▸ Short task: List every line of the entries below that contains the word "salt".

▸ Provided entries:
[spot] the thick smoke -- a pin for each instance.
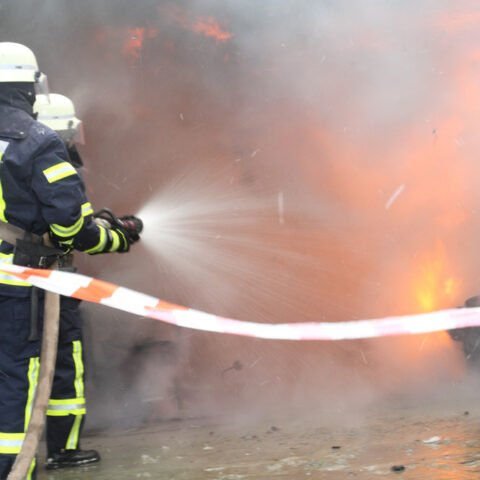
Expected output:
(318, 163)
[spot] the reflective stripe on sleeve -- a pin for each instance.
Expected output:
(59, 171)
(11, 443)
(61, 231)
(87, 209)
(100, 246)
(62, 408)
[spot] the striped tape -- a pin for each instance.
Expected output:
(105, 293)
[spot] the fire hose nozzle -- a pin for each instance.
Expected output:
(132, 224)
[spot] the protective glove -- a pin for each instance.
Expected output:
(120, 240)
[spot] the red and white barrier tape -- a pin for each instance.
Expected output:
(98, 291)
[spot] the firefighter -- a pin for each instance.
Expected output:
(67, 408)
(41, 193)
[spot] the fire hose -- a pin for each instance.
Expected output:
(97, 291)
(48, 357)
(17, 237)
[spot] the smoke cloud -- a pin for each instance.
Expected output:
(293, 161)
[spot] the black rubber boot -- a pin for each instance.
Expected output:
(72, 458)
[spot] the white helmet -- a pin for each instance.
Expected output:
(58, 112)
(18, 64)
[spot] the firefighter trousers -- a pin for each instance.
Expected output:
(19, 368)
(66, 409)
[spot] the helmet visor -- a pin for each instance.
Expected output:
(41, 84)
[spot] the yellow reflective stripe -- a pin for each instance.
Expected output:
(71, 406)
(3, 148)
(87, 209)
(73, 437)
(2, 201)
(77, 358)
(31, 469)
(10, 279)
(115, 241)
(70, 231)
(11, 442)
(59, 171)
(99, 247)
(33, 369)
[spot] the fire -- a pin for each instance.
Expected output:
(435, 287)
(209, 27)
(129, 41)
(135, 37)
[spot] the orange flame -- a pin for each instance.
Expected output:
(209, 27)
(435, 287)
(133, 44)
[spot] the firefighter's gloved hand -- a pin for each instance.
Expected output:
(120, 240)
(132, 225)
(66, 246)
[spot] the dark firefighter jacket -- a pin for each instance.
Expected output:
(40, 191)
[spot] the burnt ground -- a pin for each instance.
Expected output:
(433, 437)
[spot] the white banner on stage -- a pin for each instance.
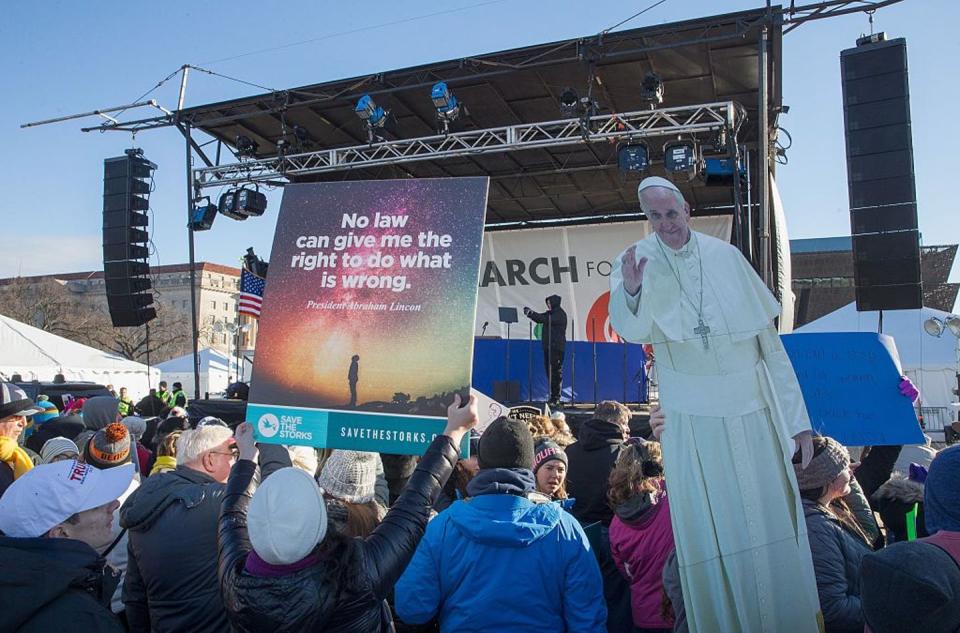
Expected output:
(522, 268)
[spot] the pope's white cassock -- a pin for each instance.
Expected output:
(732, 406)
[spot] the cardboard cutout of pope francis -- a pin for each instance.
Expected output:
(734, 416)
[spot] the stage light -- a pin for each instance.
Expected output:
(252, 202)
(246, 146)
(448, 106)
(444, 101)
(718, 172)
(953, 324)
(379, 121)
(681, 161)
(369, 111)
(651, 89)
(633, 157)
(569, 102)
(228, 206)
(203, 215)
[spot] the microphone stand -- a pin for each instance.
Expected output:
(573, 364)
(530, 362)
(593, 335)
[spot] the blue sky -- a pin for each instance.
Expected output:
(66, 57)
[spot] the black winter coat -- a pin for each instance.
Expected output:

==

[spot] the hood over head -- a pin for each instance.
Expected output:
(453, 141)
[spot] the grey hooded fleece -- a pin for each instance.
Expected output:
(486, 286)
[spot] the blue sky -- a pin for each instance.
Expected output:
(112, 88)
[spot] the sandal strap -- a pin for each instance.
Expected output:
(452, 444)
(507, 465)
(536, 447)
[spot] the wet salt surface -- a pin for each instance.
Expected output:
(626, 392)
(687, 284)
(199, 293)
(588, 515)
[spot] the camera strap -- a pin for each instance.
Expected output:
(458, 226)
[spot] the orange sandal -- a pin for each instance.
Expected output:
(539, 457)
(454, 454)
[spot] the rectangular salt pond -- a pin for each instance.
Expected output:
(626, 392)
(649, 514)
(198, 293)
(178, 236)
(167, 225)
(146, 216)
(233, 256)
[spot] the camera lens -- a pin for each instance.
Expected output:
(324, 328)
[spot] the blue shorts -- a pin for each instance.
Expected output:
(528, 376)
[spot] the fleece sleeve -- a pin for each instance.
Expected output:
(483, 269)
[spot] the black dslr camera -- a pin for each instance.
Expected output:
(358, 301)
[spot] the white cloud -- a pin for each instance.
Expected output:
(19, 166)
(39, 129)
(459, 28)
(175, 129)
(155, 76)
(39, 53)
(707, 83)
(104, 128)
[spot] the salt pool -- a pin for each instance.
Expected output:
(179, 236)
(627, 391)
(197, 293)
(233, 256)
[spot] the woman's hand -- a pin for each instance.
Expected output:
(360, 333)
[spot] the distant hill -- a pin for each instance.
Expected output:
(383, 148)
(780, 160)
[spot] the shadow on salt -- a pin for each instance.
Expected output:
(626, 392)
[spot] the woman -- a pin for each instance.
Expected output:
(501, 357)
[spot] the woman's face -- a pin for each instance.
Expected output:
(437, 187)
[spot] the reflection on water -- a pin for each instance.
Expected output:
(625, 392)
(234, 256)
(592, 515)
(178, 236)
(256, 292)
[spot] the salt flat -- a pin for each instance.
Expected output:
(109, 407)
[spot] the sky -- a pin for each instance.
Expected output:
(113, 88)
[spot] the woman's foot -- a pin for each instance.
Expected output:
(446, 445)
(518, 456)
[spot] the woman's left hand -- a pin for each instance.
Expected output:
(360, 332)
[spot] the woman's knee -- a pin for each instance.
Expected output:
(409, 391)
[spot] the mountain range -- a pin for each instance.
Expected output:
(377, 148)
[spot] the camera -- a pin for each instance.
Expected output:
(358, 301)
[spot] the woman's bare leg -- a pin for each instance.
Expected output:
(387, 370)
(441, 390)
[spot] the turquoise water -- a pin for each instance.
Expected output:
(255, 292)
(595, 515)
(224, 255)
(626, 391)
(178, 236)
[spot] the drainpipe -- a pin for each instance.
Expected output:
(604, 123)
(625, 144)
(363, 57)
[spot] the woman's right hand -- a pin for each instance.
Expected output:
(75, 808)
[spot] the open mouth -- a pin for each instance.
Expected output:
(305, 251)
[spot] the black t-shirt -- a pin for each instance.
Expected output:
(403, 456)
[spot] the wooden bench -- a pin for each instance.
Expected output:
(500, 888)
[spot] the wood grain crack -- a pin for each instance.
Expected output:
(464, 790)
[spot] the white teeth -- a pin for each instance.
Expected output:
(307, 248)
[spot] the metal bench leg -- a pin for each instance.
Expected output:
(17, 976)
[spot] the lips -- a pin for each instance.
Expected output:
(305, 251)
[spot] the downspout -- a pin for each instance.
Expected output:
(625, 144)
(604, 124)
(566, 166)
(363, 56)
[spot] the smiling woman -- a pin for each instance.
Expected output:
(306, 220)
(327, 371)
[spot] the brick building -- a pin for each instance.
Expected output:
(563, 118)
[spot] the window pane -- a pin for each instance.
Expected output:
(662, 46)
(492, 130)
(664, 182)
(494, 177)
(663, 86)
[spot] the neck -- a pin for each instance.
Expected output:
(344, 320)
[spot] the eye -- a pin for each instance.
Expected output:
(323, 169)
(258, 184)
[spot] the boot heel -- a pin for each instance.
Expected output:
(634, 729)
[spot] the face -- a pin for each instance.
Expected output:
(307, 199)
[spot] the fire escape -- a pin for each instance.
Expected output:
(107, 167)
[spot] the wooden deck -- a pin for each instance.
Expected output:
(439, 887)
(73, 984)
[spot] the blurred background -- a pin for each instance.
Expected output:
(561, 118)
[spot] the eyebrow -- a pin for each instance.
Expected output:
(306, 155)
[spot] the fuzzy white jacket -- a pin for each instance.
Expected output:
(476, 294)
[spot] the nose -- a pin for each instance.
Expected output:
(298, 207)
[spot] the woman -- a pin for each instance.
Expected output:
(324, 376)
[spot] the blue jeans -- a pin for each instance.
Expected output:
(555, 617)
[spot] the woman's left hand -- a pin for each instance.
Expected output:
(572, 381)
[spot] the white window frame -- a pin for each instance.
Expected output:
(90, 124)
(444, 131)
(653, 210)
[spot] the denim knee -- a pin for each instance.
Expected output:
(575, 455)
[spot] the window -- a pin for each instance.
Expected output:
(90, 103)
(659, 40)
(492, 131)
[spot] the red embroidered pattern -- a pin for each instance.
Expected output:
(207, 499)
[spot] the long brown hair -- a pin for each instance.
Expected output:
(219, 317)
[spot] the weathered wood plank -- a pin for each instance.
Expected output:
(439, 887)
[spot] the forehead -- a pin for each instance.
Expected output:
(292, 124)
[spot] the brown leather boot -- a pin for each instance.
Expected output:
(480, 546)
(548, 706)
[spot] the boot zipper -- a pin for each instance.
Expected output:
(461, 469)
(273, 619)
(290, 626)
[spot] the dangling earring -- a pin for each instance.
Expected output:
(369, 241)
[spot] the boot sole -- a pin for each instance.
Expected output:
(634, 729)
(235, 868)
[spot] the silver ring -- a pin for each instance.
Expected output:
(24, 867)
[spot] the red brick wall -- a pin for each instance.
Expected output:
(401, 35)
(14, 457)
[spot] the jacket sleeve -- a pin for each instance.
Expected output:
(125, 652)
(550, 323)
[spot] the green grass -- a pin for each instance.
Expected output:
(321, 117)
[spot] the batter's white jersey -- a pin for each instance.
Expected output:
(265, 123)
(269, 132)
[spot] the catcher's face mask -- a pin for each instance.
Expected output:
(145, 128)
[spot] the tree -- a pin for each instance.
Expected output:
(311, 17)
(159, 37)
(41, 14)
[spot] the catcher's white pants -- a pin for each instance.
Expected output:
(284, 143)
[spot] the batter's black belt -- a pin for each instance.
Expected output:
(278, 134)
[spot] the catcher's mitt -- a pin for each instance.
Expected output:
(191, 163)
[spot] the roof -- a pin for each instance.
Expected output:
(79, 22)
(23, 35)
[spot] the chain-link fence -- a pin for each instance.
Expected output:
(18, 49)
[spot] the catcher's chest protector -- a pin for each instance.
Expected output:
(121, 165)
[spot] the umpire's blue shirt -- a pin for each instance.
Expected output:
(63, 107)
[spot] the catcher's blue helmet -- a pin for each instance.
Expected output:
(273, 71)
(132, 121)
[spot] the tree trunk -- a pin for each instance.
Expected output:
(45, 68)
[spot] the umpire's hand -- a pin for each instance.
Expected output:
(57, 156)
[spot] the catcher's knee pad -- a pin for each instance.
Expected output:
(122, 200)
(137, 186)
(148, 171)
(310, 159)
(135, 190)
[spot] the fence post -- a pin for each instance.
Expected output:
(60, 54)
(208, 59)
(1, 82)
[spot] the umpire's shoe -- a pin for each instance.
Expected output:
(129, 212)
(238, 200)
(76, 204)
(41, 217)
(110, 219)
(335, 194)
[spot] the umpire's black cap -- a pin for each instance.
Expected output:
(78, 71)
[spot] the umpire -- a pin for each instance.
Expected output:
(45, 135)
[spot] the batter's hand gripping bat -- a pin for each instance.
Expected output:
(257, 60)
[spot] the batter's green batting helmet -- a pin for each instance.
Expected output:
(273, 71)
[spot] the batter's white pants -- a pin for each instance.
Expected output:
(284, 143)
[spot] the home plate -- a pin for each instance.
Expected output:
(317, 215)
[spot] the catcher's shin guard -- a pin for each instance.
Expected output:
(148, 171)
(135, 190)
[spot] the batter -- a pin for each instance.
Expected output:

▸ Full answer:
[spot] the wet salt surface -- a pin for each instance.
[spot] the rectangular salt pond -- a pin for each instance.
[spot] the salt pool -- a pin for each instance.
[spot] the shadow on salt -- a pin for each instance.
[spot] the salt flat -- a pin for each instance.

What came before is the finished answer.